» EXCERPTED TEXT:
Some delegations supported the view that the OSCE could effectively work on harmonizing existing national approaches to combating illicit trafficking in SALW through the structured exchange of information. Such exchanges of information could include production and transfers of SALW by both the public and private sectors. It would be important to establish clear distinctions between licit and illicit aspects of SALW.
Some delegations indicated that account should be taken of work already being done in this field in other forums and organizations, like in the Euro-Atlantic Partnership Council (EAPC), in order to avoid unnecessary duplication. Some delegations warned against endeavouring to define SALW. Agreed measures should be effective and be put in place quickly.
Other delegations added that the OSCE would be well equipped to formulate a common approach based on existing documents, such as the European Union (EU) Joint Action on SALW and the "Firearms Protocol" supplementary to the United Nations Convention on Transnational Organized Crime.
2. The second keynote speaker elaborated on the different aspects of a comprehensive mechanism of information exchange aimed at registering transfers and holdings on the one hand and providing information on national legislation and best practices on the other. Such a mechanism would provide participating States with a foundation for the development of further measures in other fields of SALW.
Some delegations pointed to the need for transparency measures to be effective and to fully take into account legitimate security needs. It would be useful to develop a common understanding within the OSCE of possible transparency measures. In this connection, delegations suggested that a step-by-step approach would be the appropriate way forward. Other delegations cautioned against being insufficiently ambitious, and suggested that possible measures should aim to distinguish between licit and illicit trafficking, as a first step, and should assist participating States in further strengthening their national legislation.
3. The third keynote speaker underlined the importance of marking, record-keeping and tracing in order to track the flow of SALW from production to destruction and enhance accountability. He emphasized the importance of taking all three aspects into account for effective control. Measures in this field should be taken nationally and shared through extensive information exchange and co-operation. They should take into account work already done in other forums, such as the United Nations, and complement them where necessary.
Delegations stressed the importance of marking and record-keeping and pointed to the possibility of developing best practices in this area among participating States as a first step. To effectively track and control flows of SALW, co-operation at all levels, including between law enforcement authorities, was necessary. Participating States could assist each other in effectively enforcing national legislation in this field. The OSCE could also develop standards for marking together with other organizations. It was further suggested that the participating States could exchange information on their records in order to more effectively combat illicit flows of SALW.
4. The fourth keynote speaker elaborated on the possibilities of strengthening export control criteria through a combination of national legislation and regional measures based on best practices. The exchange of information would aim at establishing a common approach to export controls among participating States. Such a common approach would start out from the existing principles governing conventional arms transfers and effectively use criteria developed in other forums.
Some delegations emphasized the importance of information exchange on national export controls so that countries could assist each other in further strengthening their national legislation in that field. Such exchange of information should also help towards harmonizing criteria among participating States. Several delegations pointed to the comprehensive scope of the EU Code of Conduct in this regard.

» WHAT IS BEING ASKED: In the SALW discussion summary, which three aspects did the third keynote speaker say must all be taken into account for effective control?

» DATASET CONTENT:

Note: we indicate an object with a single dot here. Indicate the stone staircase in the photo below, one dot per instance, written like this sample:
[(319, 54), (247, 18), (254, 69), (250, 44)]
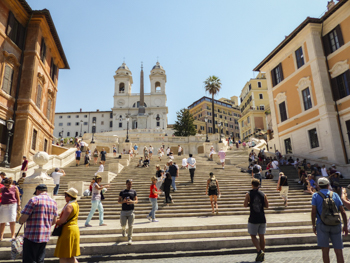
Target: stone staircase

» OUTPUT: Marking, record-keeping and tracing.